Collected data:
--- --- ---

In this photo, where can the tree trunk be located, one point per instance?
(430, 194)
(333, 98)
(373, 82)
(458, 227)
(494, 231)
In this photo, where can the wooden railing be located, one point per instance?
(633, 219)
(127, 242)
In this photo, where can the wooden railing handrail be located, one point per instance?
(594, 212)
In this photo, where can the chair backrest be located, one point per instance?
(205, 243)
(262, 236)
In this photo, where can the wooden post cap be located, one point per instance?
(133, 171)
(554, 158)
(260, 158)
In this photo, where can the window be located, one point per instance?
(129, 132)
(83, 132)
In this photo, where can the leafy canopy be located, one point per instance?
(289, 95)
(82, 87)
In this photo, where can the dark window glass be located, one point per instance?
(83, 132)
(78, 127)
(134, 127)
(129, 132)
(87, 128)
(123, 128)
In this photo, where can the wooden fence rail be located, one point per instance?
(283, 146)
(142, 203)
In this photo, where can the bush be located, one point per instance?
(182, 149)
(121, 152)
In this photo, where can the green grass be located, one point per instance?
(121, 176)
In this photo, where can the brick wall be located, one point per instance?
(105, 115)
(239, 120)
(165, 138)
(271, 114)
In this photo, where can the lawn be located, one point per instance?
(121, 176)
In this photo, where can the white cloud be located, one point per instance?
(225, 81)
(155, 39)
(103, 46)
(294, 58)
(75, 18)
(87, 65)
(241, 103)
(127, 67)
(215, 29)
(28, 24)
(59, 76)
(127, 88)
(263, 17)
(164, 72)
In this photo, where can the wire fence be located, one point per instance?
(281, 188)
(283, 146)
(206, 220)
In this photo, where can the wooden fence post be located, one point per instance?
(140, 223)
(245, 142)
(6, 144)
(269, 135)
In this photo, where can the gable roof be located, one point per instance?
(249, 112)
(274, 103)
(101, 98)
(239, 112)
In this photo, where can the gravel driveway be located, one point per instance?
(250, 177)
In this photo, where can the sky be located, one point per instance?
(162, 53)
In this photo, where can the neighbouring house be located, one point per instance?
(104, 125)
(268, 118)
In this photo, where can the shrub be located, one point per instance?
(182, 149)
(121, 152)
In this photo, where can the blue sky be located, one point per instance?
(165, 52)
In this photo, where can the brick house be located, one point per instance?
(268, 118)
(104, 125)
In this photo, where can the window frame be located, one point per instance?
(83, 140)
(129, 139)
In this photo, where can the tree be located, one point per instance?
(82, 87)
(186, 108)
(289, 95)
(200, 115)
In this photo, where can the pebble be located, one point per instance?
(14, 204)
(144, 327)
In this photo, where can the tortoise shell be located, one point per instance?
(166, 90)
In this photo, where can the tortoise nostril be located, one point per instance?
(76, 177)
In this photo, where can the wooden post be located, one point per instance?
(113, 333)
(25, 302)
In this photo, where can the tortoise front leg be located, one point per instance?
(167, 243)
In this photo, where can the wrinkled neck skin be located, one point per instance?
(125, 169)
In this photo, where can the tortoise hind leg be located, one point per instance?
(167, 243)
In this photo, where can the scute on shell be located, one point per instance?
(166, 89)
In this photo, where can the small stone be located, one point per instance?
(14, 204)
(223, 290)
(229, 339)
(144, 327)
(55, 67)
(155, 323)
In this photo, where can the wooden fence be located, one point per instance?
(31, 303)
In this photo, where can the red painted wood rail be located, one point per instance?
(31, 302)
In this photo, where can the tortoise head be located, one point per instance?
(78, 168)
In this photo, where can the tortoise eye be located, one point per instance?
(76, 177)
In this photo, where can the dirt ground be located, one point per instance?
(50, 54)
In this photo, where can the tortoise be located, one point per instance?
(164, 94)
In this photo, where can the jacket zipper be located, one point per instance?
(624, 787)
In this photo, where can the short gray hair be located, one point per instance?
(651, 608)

--- --- ---

■ WORK REQUEST
Every record should be given again exactly.

■ ANSWER TO THE EXERCISE
In this photo, where can the tree trunk be located, one point per instance?
(430, 194)
(333, 98)
(373, 82)
(458, 227)
(494, 231)
In this photo, where can the wooden railing be located, one point per instance?
(633, 219)
(127, 242)
In this photo, where can the wooden railing handrail be located, one point per instance?
(594, 212)
In this photo, where can the chair backrest be located, one point per instance?
(205, 243)
(262, 236)
In this photo, where can the wooden post cap be located, one point per instance?
(133, 171)
(554, 158)
(260, 158)
In this photo, where can the window be located, one point per instance?
(129, 132)
(83, 132)
In this photo, where can the leafy canopy be located, one point per instance?
(289, 95)
(82, 87)
In this photo, where can the dark window glass be located, one point per instance?
(83, 132)
(78, 127)
(134, 127)
(129, 132)
(87, 128)
(123, 128)
In this photo, where can the wooden fence rail be located, one point per instance?
(283, 146)
(142, 203)
In this photo, where can the bush be located, one point per instance?
(182, 149)
(121, 152)
In this photo, where can the green grass be located, one point per instance?
(121, 176)
In this photo, where can the brick wall be located, one point per instance?
(105, 115)
(239, 120)
(165, 138)
(271, 114)
In this photo, where can the lawn be located, one point per instance?
(121, 176)
In this photo, where can the white cloud be located, one point per instance?
(225, 81)
(155, 39)
(103, 46)
(294, 58)
(75, 18)
(87, 65)
(241, 103)
(127, 67)
(215, 29)
(28, 24)
(59, 76)
(127, 88)
(263, 17)
(164, 72)
In this photo, where can the wire fence be located, one point per instance?
(281, 188)
(283, 146)
(206, 220)
In this photo, where can the wooden fence post be located, one point per instance?
(140, 223)
(245, 142)
(6, 144)
(269, 135)
In this photo, where can the gable roof be located, one point per instance?
(249, 112)
(274, 103)
(101, 98)
(239, 112)
In this photo, where can the gravel driveway be located, one point per instance?
(250, 177)
In this photo, where can the sky be located, one point per instance?
(162, 53)
In this photo, where can the neighbouring house be located, one point per instance?
(104, 125)
(268, 118)
In this photo, where can the shrub be located, one point per instance?
(182, 149)
(121, 152)
In this photo, where can the blue sky be located, one point per instance?
(165, 52)
In this photo, where can the brick house be located, one point per instance?
(268, 118)
(104, 125)
In this photo, where can the window frame be located, one point per instance?
(83, 140)
(129, 139)
In this photo, where can the tree be located, one point per instance?
(82, 87)
(186, 108)
(289, 95)
(200, 115)
In this photo, where can the pebble be located, one point per instance?
(14, 204)
(144, 327)
In this photo, where can the tortoise shell be located, one point per instance?
(166, 90)
In this photo, where can the tortoise nostril be located, one point per instance?
(76, 177)
In this photo, where can the wooden post be located, one point per instance?
(113, 333)
(25, 302)
In this photo, where can the tortoise front leg be located, one point per instance?
(167, 243)
In this photo, where can the wrinkled neck skin be located, one point per instance?
(125, 169)
In this photo, where can the tortoise hind leg be located, one point per instance?
(167, 243)
In this photo, where can the scute on shell be located, one point per instance?
(166, 89)
In this photo, where can the small stone be located, one point per instance?
(14, 204)
(223, 290)
(229, 339)
(144, 327)
(55, 67)
(155, 323)
In this photo, where can the wooden fence be located, one point per instance?
(31, 303)
In this photo, where can the red painted wood rail be located, one point per instance?
(31, 302)
In this photo, where can the tortoise head be located, one point per instance?
(78, 168)
In this photo, where can the tortoise eye be located, one point per instance?
(76, 177)
In this photo, where can the dirt ground be located, one point per instance?
(50, 54)
In this photo, where can the tortoise be located, one point per instance?
(164, 94)
In this photo, where can the jacket zipper be located, one point per instance?
(624, 787)
In this photo, where can the short gray hair be located, one point per instance?
(651, 608)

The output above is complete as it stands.